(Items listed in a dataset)
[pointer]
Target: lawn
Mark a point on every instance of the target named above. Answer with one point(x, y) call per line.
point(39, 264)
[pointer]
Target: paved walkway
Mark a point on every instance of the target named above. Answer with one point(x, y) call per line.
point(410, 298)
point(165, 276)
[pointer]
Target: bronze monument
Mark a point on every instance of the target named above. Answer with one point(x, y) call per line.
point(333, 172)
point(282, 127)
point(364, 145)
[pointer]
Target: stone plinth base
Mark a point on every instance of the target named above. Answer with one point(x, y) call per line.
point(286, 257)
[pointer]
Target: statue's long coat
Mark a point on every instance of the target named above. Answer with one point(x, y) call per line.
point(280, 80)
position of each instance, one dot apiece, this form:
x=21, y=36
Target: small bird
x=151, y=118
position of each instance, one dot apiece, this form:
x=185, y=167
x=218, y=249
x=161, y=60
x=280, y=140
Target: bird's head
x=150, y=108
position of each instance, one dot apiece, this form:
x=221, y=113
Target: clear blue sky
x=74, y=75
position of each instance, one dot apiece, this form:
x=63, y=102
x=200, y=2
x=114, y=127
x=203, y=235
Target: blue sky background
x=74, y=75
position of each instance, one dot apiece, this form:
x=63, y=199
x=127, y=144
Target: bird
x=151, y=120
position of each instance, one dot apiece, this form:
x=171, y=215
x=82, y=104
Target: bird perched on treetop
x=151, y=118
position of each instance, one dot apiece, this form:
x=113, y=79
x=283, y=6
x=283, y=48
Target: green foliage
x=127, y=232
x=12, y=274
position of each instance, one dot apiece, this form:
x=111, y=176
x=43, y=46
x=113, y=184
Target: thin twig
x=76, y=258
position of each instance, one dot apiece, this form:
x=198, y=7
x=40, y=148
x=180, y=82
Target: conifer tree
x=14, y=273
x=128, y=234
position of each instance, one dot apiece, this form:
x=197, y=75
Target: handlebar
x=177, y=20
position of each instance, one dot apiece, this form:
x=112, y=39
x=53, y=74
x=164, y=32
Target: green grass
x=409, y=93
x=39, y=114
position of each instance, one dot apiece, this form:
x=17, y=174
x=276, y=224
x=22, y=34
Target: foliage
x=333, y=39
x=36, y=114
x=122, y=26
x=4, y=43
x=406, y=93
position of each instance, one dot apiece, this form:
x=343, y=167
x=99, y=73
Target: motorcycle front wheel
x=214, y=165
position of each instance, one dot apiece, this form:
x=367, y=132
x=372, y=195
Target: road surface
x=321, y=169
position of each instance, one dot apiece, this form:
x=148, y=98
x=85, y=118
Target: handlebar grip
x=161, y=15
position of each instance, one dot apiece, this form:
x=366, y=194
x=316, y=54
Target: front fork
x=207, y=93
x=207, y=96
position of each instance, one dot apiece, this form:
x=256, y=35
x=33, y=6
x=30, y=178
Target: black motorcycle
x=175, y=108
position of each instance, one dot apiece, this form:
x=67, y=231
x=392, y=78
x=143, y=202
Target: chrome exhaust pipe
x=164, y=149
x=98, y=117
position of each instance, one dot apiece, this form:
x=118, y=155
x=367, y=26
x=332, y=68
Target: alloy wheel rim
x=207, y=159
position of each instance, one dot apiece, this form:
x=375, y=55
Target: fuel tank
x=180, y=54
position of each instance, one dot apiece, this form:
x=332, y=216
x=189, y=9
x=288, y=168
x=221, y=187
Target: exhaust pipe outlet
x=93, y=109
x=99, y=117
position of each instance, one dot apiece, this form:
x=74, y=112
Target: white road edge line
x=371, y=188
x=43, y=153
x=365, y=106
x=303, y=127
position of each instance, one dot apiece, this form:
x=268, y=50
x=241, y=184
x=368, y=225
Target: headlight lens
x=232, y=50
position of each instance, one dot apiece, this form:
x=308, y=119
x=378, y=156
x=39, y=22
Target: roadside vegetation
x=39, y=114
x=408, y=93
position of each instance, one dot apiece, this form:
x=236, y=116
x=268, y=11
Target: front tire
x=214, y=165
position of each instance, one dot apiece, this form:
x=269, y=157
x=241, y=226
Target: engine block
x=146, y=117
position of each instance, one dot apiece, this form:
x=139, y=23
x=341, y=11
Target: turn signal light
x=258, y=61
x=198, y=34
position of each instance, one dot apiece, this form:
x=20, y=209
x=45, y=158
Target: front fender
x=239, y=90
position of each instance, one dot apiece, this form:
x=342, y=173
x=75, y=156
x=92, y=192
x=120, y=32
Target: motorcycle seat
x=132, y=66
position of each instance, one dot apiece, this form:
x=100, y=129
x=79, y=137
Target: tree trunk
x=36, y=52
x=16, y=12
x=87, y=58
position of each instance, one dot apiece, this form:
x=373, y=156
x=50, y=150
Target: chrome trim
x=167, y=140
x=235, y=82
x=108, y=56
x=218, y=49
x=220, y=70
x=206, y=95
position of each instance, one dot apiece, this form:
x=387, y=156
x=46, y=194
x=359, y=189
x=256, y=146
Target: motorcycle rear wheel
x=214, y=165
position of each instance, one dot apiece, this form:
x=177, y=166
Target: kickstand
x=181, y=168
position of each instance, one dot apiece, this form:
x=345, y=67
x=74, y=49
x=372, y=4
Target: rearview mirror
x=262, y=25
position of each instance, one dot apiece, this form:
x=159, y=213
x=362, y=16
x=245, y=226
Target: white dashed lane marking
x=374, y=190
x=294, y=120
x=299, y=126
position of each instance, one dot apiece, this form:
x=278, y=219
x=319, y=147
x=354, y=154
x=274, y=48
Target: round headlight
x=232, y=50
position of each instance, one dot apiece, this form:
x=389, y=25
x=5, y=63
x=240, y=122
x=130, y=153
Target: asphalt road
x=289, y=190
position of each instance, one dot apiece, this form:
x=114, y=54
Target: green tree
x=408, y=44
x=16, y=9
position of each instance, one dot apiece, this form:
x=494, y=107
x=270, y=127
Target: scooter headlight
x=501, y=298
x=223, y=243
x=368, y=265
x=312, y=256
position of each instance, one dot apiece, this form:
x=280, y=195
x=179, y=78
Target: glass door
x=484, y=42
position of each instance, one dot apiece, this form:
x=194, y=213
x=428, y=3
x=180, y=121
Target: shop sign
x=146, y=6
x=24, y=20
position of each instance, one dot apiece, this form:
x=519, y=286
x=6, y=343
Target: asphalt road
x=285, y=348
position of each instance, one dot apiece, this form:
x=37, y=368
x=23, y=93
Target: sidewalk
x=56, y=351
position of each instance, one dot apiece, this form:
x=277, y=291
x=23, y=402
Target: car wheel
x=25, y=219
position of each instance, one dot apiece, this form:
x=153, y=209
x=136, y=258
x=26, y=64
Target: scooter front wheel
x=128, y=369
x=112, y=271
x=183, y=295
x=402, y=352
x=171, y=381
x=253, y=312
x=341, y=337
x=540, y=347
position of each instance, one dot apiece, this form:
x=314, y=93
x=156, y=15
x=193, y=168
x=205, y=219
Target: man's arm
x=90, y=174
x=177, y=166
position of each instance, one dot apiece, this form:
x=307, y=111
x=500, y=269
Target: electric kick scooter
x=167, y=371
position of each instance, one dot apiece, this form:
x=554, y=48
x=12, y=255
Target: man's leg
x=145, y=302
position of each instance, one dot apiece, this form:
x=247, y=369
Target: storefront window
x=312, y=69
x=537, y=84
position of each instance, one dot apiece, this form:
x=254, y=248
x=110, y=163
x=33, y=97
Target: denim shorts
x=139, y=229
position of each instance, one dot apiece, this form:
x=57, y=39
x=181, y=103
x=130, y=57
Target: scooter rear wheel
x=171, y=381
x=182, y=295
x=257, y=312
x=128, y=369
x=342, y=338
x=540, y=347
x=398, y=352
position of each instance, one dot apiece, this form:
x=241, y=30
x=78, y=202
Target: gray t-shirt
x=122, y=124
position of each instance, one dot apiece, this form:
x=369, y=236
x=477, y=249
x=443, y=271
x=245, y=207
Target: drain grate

Problem description
Return, line for line and unchanged, the data from its first line through the line containing "Target: stone plinth base".

Exercise answer
[pointer]
Target: lawn
Mark a point on every instance of the target named above. Answer with one point(x, y) call per line.
point(39, 264)
[pointer]
Target: paved walkway
Mark a point on every instance of the target named above. Answer with one point(x, y) call per line.
point(410, 298)
point(165, 276)
[pointer]
Target: bronze monument
Mark a point on every instance of the target named above. Answer with one point(x, y) call per line.
point(333, 172)
point(282, 127)
point(364, 145)
[pointer]
Target: stone plinth base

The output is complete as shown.